To be done:
1. In the pull request below about faster curried functions, retype the passage from "In #52 I leveraged" up to and including "for memoized functions.".
2. Put this sentence from the pull request on faster curried functions below into Spanish: "A simple fix is to memoize the function that calls inspect."

--- Start of Excerpt ---

Performance improvements - mostly in `curry` #57

mrocklin · 2013-10-31T21:16:06Z

Edit: This PR has grown (sorry) to include various performance improvements. At times they sacrifice clarity and in rare cases correctness (see mrocklin@6ba6737) but small operations like first, second, and curry(get) run significantly faster in the common case. I often use these functions inside of map on large datasets so this is, I think worth looking into.

I list performance improvements in some of the commits. I also have included benchmarks in bench/. I use nosetests on individual files while benchmarking.

Original description follows.

In #52 I leveraged the inspect module to catch more errors in curried functions before execution. Unfortunately when the same curried function is called many times (for example if it is mapped onto a list) then this results in very many inspect calls. These are both expensive and needless.

A simple fix is to memoize the function that calls inspect. This performs well in practice but introduces a potential memory leak. Alternatives might include introducing some additional state into curry or implementing a fixed-sized dictionary for use as an LRU cache in memoize.

Edit: I've extended this PR with a small fix to memoize. We now ask forgiveness, not permission, when dealing with non-hashable inputs to memoized functions. This results in a significant speed improvement for memoized functions.

In general this PR reduces the overhead of using transformed functions. This is significant when transforming lightweight functions like get.

This makes getting elements from tuples and lists much faster but significantly slows down getting elements from iterators I believe that first(indexable) occurs more frequently in common operations.

--- End of Excerpt ---
--- Start of Rows ---

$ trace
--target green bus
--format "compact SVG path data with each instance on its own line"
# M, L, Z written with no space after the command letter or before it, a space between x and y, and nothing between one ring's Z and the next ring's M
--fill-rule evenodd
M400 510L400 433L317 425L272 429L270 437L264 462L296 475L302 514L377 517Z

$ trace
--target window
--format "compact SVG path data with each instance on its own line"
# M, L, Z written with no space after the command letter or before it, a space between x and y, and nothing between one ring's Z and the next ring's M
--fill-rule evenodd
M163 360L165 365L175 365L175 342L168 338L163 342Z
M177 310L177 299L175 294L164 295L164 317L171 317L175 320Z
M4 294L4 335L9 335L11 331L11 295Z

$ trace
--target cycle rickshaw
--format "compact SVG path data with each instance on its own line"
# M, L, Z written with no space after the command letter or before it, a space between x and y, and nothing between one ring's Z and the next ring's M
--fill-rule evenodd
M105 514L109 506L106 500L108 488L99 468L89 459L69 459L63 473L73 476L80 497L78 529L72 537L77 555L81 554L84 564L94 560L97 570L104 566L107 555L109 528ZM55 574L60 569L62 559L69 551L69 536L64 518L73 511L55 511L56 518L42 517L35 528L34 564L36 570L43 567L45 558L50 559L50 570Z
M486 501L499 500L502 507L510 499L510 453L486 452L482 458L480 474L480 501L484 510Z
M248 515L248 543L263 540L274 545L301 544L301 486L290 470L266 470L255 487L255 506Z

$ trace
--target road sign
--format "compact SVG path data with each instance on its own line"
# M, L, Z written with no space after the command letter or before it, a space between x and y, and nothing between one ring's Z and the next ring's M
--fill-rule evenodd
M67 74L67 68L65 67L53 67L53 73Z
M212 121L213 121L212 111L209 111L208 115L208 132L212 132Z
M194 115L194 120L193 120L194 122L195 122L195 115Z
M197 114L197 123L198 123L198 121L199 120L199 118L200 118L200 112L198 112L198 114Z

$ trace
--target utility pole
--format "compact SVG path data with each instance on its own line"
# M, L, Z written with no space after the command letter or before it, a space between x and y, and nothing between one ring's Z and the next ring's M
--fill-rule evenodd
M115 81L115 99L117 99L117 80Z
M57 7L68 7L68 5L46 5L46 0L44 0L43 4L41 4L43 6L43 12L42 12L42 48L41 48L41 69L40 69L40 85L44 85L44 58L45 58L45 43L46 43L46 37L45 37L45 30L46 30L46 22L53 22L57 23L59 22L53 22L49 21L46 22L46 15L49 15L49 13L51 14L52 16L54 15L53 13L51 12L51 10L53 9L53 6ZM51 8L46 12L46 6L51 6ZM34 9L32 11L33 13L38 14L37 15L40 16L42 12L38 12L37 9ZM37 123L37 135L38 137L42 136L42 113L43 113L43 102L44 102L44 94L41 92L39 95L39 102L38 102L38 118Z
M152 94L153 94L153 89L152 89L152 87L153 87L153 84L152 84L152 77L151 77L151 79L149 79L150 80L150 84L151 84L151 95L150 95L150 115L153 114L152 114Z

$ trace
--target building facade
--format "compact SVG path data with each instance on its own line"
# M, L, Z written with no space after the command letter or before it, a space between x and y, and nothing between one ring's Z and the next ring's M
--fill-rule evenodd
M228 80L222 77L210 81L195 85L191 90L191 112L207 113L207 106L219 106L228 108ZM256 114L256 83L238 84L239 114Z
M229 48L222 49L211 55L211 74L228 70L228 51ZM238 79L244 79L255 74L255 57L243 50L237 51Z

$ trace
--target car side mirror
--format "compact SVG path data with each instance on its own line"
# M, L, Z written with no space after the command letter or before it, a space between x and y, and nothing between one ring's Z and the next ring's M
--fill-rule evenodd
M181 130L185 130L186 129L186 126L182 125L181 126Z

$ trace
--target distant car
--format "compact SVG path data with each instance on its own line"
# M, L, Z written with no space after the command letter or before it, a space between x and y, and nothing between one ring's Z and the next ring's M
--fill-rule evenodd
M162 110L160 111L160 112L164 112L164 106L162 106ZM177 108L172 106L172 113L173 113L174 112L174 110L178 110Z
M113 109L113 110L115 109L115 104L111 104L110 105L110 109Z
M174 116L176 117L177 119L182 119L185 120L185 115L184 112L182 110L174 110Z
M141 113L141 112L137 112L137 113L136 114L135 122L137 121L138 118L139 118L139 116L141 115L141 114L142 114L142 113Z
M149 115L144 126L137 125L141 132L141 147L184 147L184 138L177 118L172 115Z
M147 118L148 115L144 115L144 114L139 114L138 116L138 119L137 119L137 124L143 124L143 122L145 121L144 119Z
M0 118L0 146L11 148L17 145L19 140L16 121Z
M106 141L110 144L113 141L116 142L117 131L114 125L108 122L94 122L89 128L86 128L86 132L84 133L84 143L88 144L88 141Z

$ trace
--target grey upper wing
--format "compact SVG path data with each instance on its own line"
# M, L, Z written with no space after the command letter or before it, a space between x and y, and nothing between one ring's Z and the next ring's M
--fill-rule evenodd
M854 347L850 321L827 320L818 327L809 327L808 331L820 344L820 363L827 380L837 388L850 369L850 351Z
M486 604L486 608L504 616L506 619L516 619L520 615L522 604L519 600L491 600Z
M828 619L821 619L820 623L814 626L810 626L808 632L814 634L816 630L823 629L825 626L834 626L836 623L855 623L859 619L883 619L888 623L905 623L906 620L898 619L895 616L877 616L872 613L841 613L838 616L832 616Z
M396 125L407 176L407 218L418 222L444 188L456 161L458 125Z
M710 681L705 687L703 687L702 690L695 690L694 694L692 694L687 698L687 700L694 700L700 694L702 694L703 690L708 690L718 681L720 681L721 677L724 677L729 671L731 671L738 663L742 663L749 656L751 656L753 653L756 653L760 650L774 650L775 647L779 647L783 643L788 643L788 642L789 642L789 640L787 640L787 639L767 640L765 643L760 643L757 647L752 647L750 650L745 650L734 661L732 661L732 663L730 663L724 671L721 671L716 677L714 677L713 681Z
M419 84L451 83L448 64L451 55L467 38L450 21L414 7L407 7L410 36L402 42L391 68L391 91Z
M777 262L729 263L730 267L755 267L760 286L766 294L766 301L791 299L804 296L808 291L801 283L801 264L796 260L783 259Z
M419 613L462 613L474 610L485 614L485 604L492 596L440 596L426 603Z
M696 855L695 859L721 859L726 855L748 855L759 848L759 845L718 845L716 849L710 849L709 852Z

--- End of Rows ---
--- Start of Rows ---

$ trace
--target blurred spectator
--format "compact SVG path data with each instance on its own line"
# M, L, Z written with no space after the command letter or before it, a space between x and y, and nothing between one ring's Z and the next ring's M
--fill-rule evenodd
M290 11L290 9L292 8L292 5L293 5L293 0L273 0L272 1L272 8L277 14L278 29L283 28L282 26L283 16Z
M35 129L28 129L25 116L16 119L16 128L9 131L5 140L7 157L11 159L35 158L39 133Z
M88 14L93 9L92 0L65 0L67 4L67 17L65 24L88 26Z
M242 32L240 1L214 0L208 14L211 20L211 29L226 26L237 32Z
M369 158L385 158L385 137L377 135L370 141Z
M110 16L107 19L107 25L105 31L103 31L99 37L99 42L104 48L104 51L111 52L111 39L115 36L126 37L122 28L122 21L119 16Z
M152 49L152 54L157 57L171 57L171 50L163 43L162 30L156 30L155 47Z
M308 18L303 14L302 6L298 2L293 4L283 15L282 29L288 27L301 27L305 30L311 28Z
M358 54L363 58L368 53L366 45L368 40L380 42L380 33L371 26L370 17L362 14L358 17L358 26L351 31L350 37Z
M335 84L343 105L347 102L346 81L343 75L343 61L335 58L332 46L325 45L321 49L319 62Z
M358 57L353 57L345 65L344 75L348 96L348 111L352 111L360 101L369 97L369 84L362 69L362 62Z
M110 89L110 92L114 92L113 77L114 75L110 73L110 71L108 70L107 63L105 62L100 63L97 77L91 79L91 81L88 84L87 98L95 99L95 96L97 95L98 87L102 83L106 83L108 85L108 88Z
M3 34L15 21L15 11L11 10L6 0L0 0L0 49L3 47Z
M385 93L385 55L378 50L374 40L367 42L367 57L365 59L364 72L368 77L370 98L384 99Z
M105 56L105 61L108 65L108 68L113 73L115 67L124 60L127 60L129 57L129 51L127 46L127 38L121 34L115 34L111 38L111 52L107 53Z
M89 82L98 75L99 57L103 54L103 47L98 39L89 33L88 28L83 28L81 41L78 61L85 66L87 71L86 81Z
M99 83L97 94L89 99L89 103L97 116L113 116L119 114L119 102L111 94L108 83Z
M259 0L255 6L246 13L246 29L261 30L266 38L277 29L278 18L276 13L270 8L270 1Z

--- End of Rows ---

Responses per task:
1.
In #52 I leveraged the inspect module to catch more errors in curried functions before execution. Unfortunately when the same curried function is called many times (for example if it is mapped onto a list) then this results in very many inspect calls. These are both expensive and needless.

A simple fix is to memoize the function that calls inspect. This performs well in practice but introduces a potential memory leak. Alternatives might include introducing some additional state into curry or implementing a fixed-sized dictionary for use as an LRU cache in memoize.

Edit: I've extended this PR with a small fix to memoize. We now ask forgiveness, not permission, when dealing with non-hashable inputs to memoized functions. This results in a significant speed improvement for memoized functions.

2. Una solución sencilla es memoizar la función que llama a inspect.